**Übungsaufgaben:**
1 > Ändern Sie den Lesetext von "Ein Anspruch au" bis einschließlich "BGB Gebrauch gemacht.", indem Sie "Wahlrecht" durch "Auswahlrecht" ersetzen, und geben Sie den Abschnitt so wieder.
2 > Welches Gericht gab der Klage laut dem Lesetext statt?

K schloss mit L einen Leasingvertrag über einen als Geschäftsfahrzeug genutzten Neuwagen. Das Fahrzeug, das L bei V erwarb, wurde an K ausgeliefert. Kurz darauf stellt sich heraus, dass die beiden Außenspiegel, die beim Abstellen des Fahrzeuges selbsttätig anklappen und beim Starten des Motors wieder ausklappen müssten, diese Funktion nicht zuverlässig ausführen. K wendet sich daher an V und verlangt aus abgetretenem Recht – gestützt auf diesen und weitere Mängel – die Lieferung eines neuen PKW und setzt dem V eine entsprechende Frist.
V bestreitet das Vorliegen jeglicher Mängel und verweigert auch nach Ablauf der Frist jede Form der Nacherfüllung. Daraufhin verklagt K den V auf Lieferung eines neuen PKW. Nachdem im Rahmen der Beweisaufnahme festgestellt werden konnte, dass der von K behauptete Mangel tatsächlich besteht, beruft sich V nun erstmals darauf, dass die Nachlieferung unverhältnismäßig sei, da die Außenspiegel durch Austausch eines elektronischen Bauteils verhältnismäßig günstig repariert werden könnten.
Das Landgericht weist die Klage ab, das Oberlandesgericht gibt ihr statt.
Der Bundesgerichtshof (Urt. v. 16.10.2013, Az. VIII ZR 273/12) hebt das Urteil des OLG auf und weist die Sache zur erneuten Verhandlung zurück.
Ein Anspruch au f Nachlieferung könnte sich aus §§ 437 Nr. 2, 439 I, 398 S. 2 BGB ergeben.
Der PKW ist mangelhaft (§ 434 I 2 Nr. 2 BGB), K hat auch von dem Wahlrecht des § 439 I BGB Gebrauch gemacht.

**Datenteil:**
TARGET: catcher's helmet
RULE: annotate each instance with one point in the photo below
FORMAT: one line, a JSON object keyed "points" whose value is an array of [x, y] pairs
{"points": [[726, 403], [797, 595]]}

**Lösungen:**
1 >
Ein Anspruch au f Nachlieferung könnte sich aus §§ 437 Nr. 2, 439 I, 398 S. 2 BGB ergeben.
Der PKW ist mangelhaft (§ 434 I 2 Nr. 2 BGB), K hat auch von dem Auswahlrecht des § 439 I BGB Gebrauch gemacht.

2 > Das Oberlandesgericht.